Location identification listing:
———
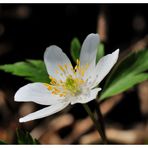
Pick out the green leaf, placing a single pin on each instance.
(33, 70)
(127, 74)
(124, 84)
(2, 142)
(100, 52)
(24, 137)
(75, 48)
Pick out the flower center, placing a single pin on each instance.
(72, 85)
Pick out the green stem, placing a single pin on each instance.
(97, 124)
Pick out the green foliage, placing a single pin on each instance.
(100, 52)
(128, 73)
(75, 49)
(33, 70)
(24, 137)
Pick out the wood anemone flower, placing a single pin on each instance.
(69, 85)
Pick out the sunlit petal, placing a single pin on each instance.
(36, 92)
(47, 111)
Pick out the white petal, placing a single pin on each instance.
(53, 57)
(84, 99)
(36, 92)
(104, 66)
(47, 111)
(88, 53)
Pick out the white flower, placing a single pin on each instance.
(68, 85)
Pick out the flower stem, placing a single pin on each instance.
(96, 123)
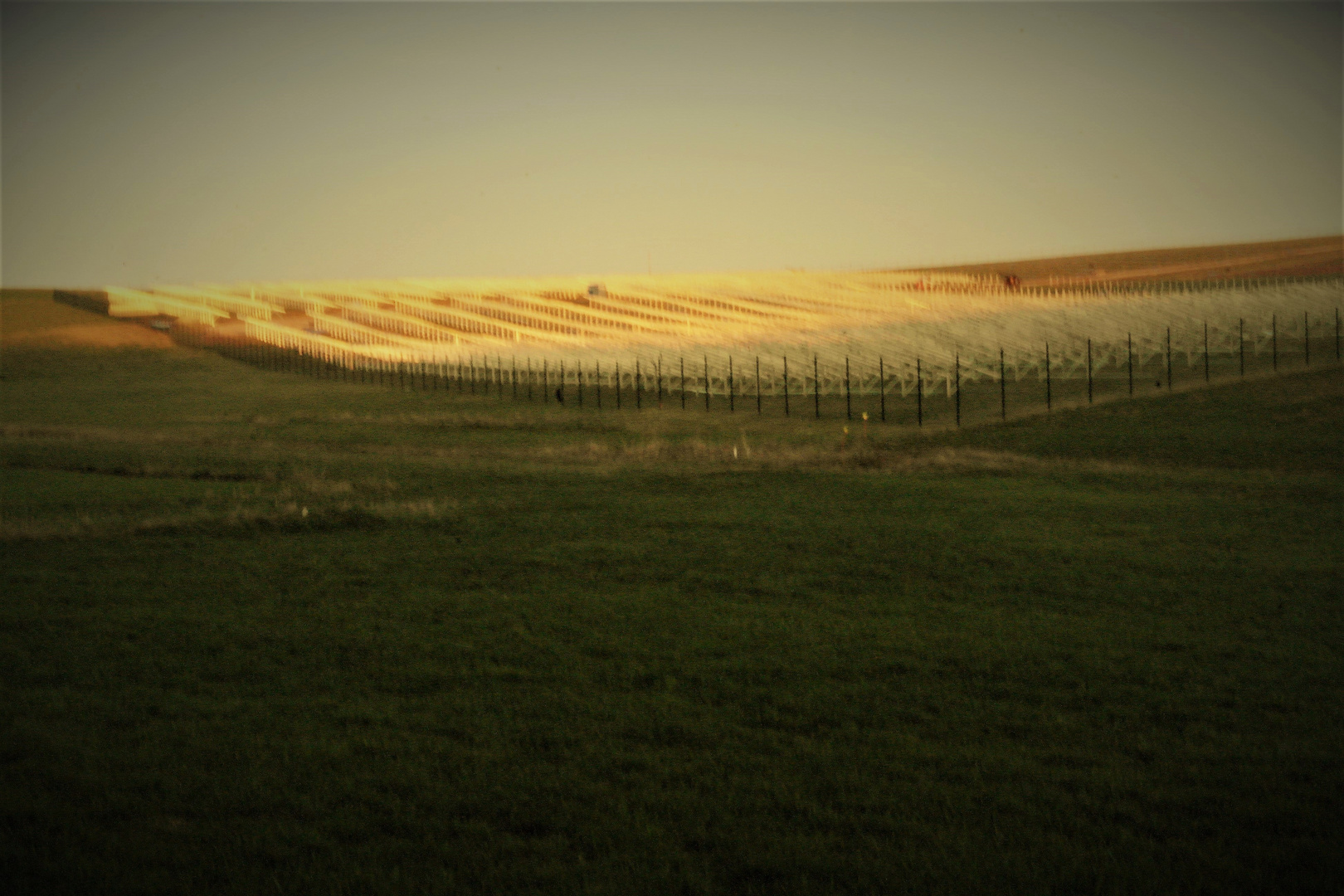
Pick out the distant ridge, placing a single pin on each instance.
(1315, 256)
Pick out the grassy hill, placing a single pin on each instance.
(268, 631)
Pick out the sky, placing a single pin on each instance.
(173, 143)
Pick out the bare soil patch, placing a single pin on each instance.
(1280, 258)
(104, 334)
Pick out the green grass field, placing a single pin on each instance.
(268, 633)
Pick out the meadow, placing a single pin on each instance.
(275, 633)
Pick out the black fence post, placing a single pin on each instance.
(1307, 340)
(1089, 371)
(1168, 358)
(957, 363)
(1129, 356)
(816, 386)
(706, 382)
(918, 394)
(849, 412)
(882, 388)
(730, 386)
(758, 386)
(1003, 388)
(1205, 351)
(1047, 377)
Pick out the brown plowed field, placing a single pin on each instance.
(1281, 258)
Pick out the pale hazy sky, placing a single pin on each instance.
(177, 143)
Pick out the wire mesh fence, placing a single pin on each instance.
(949, 370)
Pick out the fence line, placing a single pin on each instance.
(895, 370)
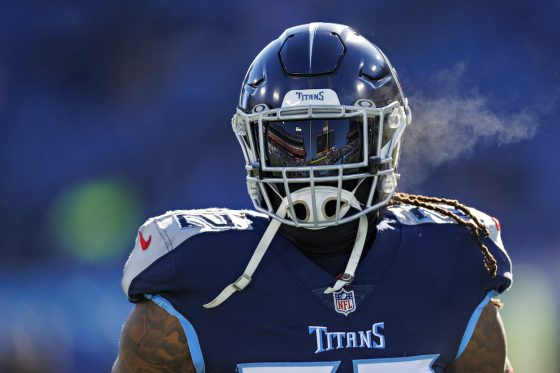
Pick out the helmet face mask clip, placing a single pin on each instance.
(320, 120)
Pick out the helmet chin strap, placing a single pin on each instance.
(349, 273)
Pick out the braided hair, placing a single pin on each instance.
(477, 228)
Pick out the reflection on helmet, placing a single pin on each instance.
(321, 105)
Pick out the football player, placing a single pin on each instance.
(335, 271)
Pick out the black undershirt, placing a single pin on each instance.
(330, 248)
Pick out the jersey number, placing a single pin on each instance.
(412, 364)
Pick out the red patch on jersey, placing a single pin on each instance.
(498, 226)
(143, 243)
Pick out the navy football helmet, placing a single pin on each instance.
(320, 119)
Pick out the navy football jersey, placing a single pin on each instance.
(412, 307)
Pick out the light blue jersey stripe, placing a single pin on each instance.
(473, 321)
(192, 338)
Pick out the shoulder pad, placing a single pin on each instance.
(160, 235)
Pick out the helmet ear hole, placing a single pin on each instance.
(329, 208)
(301, 210)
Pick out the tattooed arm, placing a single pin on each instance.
(486, 351)
(152, 341)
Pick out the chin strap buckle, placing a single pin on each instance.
(242, 282)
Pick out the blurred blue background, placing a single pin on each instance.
(112, 112)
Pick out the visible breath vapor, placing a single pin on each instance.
(451, 122)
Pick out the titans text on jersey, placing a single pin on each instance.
(412, 307)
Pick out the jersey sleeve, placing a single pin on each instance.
(150, 268)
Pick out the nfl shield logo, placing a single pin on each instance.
(344, 301)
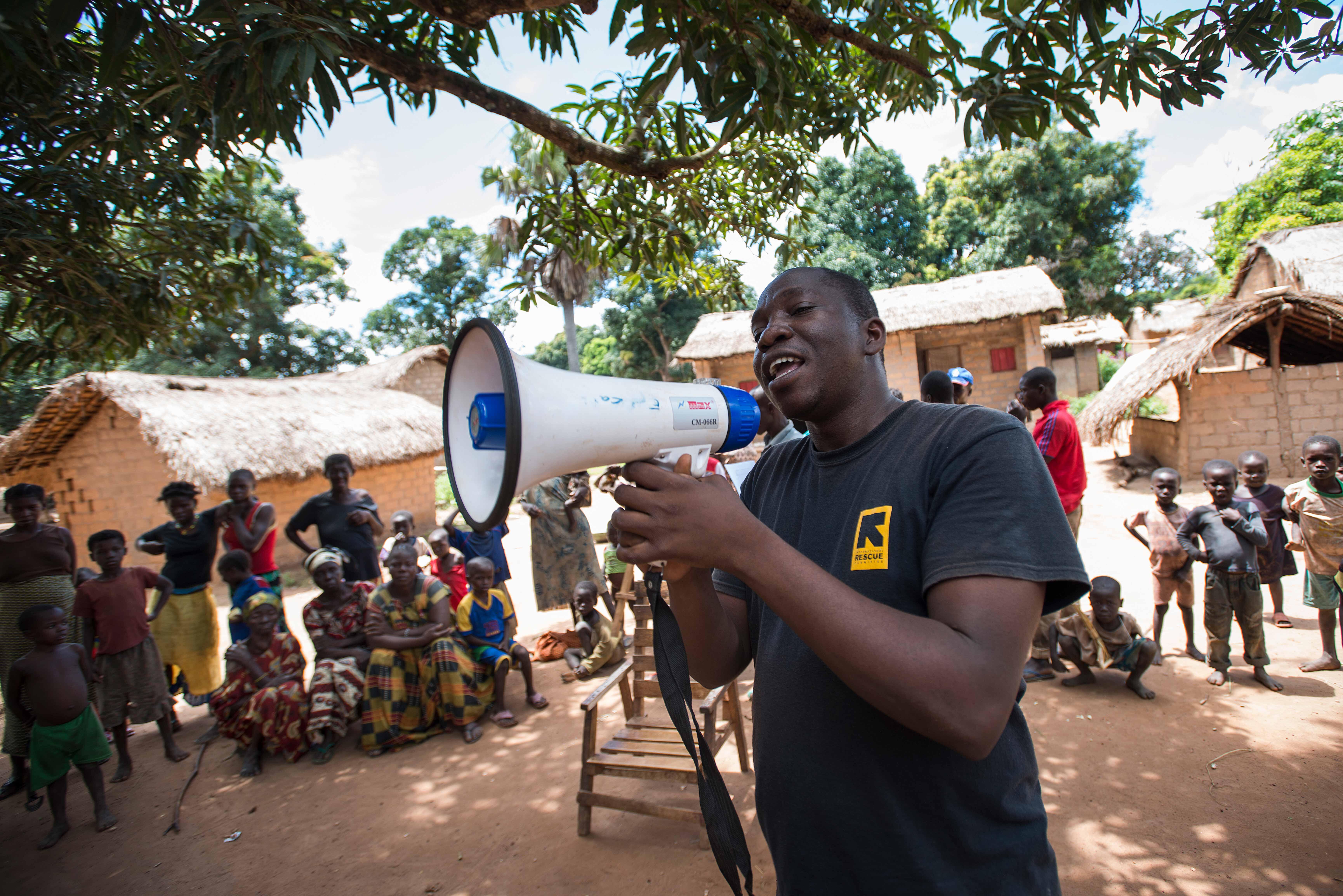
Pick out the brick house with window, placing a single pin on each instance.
(103, 445)
(986, 323)
(1285, 315)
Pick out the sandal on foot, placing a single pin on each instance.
(13, 788)
(321, 754)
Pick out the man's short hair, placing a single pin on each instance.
(937, 386)
(1326, 441)
(237, 559)
(1040, 377)
(29, 618)
(105, 535)
(853, 291)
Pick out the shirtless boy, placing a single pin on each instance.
(601, 645)
(53, 680)
(1172, 567)
(1107, 637)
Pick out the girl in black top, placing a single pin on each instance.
(187, 631)
(346, 519)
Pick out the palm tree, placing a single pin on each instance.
(539, 168)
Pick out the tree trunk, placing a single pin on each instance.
(571, 336)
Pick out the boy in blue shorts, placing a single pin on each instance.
(487, 621)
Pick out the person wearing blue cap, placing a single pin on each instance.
(962, 385)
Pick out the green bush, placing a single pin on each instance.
(1108, 366)
(444, 496)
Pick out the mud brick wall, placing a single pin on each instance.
(108, 477)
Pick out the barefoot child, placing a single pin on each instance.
(613, 567)
(1232, 535)
(49, 690)
(448, 567)
(403, 530)
(1172, 567)
(1317, 506)
(488, 624)
(132, 680)
(601, 644)
(1108, 639)
(1275, 561)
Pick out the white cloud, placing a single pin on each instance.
(1283, 105)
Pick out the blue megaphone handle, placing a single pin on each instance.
(743, 418)
(488, 422)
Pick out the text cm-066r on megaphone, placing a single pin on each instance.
(511, 422)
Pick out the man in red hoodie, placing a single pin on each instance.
(1059, 441)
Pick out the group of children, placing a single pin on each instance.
(1241, 539)
(262, 702)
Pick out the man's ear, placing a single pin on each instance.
(875, 336)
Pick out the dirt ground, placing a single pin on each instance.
(1204, 792)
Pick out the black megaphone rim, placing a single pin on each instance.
(512, 416)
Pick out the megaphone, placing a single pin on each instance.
(511, 422)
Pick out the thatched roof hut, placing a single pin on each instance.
(1084, 331)
(1286, 308)
(988, 323)
(206, 428)
(104, 444)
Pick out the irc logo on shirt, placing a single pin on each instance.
(871, 541)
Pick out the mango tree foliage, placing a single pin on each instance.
(1302, 186)
(1062, 202)
(710, 131)
(447, 267)
(867, 219)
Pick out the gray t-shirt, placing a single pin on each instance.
(1231, 549)
(851, 801)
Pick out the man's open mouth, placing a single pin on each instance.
(782, 367)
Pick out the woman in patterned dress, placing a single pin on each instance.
(422, 679)
(335, 621)
(262, 703)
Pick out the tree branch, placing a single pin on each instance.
(428, 77)
(477, 14)
(823, 29)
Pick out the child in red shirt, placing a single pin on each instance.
(132, 682)
(448, 567)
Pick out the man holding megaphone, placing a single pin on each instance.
(886, 576)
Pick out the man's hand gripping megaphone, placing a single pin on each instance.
(675, 518)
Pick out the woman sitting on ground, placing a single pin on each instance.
(335, 621)
(421, 675)
(262, 703)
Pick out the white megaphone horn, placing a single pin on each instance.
(511, 422)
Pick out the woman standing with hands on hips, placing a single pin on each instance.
(346, 519)
(37, 566)
(187, 631)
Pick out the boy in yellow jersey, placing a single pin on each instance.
(487, 621)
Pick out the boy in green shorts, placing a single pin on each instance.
(53, 679)
(1317, 506)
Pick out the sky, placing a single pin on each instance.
(367, 179)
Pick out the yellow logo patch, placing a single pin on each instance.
(871, 539)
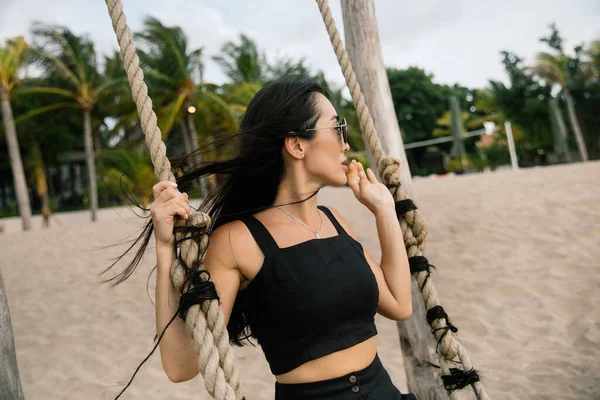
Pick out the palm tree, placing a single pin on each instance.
(12, 57)
(555, 69)
(70, 65)
(128, 170)
(242, 62)
(174, 75)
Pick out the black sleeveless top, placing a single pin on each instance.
(310, 299)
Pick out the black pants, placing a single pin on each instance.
(371, 383)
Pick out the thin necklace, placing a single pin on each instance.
(300, 222)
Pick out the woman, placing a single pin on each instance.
(288, 272)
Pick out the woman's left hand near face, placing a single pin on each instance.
(370, 192)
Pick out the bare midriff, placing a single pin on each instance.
(333, 365)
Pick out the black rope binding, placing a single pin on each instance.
(200, 290)
(420, 264)
(435, 313)
(459, 379)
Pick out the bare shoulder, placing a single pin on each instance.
(342, 221)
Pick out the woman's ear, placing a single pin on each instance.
(294, 146)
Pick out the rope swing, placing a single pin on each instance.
(204, 318)
(414, 232)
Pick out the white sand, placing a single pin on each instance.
(518, 258)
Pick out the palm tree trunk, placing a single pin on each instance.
(364, 50)
(91, 165)
(186, 138)
(10, 382)
(16, 163)
(576, 129)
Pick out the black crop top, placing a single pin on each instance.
(310, 299)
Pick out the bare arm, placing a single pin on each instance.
(178, 355)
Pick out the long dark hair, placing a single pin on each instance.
(248, 181)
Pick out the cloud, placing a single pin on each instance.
(456, 40)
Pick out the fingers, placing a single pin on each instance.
(363, 182)
(178, 209)
(353, 177)
(175, 206)
(371, 175)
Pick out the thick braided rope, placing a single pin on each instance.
(414, 227)
(206, 321)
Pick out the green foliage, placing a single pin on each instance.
(126, 172)
(524, 102)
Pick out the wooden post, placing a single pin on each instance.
(511, 146)
(364, 50)
(10, 382)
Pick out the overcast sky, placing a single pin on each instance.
(456, 40)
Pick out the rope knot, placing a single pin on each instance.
(389, 170)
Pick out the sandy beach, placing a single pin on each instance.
(518, 271)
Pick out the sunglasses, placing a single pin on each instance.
(342, 129)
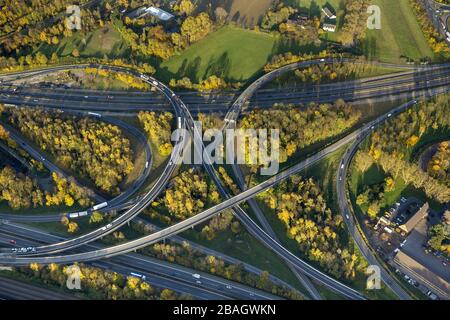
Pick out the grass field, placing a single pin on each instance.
(314, 5)
(99, 43)
(400, 34)
(232, 53)
(246, 13)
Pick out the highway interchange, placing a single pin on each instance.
(435, 85)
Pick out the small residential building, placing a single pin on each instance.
(412, 222)
(328, 13)
(159, 13)
(329, 27)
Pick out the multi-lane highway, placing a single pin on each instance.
(406, 84)
(158, 273)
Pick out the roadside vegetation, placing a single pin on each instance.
(95, 150)
(97, 284)
(386, 159)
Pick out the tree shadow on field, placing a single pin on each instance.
(219, 67)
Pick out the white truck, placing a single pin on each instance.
(100, 206)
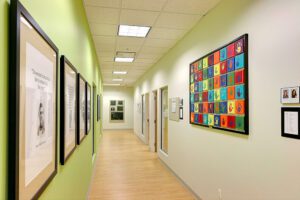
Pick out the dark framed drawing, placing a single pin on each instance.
(81, 108)
(219, 88)
(290, 95)
(290, 119)
(68, 106)
(33, 106)
(98, 108)
(88, 107)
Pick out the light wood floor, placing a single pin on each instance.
(126, 170)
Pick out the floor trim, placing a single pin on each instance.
(179, 179)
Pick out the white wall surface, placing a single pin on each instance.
(118, 93)
(263, 165)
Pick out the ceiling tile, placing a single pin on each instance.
(103, 3)
(177, 21)
(159, 43)
(199, 7)
(138, 17)
(102, 15)
(104, 29)
(151, 5)
(166, 33)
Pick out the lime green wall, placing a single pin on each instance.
(66, 24)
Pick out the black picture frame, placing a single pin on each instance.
(64, 62)
(17, 10)
(283, 120)
(246, 86)
(81, 111)
(88, 107)
(98, 108)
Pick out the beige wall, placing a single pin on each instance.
(263, 166)
(118, 93)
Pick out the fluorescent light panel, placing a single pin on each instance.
(120, 72)
(133, 31)
(119, 59)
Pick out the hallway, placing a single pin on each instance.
(125, 169)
———
→ **What you need to do**:
Convert the stretch of the listing from the line containing "Pick out the white petal, placing" through the line containing "(1315, 256)", both ends included, into a Markdown table with the columns No. and Line, one numbered row per line. Leave out blank lines and the pictures.

→ **Answer to this task**:
| No. | Line |
|---|---|
| 1 | Pick out the white petal, placing a single pin on each instance. |
| 2 | (53, 57) |
| 3 | (84, 99) |
| 4 | (36, 92) |
| 5 | (104, 66) |
| 6 | (47, 111) |
| 7 | (88, 53) |
| 8 | Pick out the white flower, placing a single pin on each instance. |
| 9 | (68, 85) |
| 10 | Pick out the flower stem, placing a single pin on each instance. |
| 11 | (96, 123) |
| 12 | Pick out the distant ridge, placing a single pin on each instance. |
| 13 | (1315, 256) |